## À faire
Pouvez-vous relever et recopier chaque ligne de la liste qui contient le mot « plastic » ? La casse compte.

## Extraits de liste
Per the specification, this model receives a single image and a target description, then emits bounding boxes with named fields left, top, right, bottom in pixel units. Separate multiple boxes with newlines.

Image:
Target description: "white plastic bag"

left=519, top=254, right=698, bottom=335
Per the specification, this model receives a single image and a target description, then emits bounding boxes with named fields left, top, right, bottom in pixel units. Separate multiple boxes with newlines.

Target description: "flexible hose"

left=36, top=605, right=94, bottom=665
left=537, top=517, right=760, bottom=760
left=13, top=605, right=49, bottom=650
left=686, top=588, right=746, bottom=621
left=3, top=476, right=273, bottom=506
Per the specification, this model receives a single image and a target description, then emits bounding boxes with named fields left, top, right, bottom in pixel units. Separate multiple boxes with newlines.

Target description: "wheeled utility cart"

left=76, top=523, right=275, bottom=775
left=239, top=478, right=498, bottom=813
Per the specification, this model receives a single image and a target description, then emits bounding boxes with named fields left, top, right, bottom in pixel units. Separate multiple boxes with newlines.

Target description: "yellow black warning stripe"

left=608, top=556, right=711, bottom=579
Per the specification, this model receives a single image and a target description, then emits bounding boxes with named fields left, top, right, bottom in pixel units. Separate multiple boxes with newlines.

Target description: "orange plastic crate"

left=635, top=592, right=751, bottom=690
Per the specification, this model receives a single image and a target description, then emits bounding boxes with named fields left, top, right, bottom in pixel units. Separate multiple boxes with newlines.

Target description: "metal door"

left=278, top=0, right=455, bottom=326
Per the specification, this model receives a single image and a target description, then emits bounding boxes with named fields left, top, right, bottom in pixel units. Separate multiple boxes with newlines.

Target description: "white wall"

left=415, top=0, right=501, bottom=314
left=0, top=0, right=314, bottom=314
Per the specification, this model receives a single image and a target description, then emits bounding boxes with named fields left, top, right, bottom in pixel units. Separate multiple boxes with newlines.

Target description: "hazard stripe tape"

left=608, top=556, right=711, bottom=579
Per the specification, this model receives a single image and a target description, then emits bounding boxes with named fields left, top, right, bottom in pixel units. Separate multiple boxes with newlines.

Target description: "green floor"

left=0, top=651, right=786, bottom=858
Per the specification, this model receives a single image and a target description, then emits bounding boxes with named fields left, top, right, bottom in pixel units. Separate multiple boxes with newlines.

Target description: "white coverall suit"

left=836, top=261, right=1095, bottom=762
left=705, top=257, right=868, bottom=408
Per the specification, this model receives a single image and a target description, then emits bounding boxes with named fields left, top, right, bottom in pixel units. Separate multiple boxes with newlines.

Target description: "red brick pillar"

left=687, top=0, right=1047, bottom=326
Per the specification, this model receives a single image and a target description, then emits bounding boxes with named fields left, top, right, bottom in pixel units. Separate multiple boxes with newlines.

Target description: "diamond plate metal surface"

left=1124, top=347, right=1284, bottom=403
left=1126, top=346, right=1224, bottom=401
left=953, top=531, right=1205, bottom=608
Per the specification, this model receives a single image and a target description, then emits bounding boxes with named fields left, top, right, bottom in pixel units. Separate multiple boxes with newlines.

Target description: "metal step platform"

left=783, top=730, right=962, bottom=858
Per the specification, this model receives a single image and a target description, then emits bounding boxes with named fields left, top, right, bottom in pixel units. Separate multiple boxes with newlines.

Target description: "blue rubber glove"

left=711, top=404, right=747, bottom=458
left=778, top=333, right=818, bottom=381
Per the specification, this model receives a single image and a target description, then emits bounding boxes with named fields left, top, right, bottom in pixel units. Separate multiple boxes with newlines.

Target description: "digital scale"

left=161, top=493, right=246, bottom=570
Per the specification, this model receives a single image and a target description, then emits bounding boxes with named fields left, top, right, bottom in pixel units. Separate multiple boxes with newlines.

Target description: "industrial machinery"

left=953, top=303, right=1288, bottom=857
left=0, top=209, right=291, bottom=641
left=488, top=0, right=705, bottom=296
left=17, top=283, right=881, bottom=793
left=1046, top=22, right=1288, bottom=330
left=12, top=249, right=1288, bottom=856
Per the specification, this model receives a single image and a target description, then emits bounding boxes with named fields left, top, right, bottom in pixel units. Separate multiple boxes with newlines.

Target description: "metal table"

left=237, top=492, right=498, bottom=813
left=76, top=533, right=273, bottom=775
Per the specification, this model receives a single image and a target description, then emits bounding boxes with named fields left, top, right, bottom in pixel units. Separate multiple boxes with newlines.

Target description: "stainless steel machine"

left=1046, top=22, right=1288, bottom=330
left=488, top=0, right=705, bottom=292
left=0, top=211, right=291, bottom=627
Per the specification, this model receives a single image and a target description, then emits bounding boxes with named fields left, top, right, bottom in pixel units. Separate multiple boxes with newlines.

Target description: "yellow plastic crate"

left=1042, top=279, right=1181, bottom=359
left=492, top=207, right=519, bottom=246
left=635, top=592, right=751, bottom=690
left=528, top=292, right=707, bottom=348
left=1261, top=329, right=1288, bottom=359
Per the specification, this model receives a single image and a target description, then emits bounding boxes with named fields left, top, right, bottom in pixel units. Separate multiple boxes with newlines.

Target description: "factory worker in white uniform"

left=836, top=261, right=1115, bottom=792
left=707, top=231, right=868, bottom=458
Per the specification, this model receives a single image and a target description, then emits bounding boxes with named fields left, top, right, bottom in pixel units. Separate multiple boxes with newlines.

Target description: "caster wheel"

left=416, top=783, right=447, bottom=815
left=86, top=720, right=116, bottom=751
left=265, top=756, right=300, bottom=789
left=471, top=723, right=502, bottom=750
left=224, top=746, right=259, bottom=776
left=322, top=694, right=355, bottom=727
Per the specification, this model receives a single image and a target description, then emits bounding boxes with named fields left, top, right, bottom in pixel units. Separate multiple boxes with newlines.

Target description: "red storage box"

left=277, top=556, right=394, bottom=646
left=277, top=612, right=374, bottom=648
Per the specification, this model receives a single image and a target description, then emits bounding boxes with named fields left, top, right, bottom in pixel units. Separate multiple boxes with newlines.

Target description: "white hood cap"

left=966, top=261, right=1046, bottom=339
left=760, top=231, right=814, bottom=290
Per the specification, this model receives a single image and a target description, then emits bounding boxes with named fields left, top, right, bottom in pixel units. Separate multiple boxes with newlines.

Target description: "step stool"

## Résultat ci-dessous
Target description: "white plastic bag"
Target description: "orange plastic crate"
Target description: "yellow plastic crate"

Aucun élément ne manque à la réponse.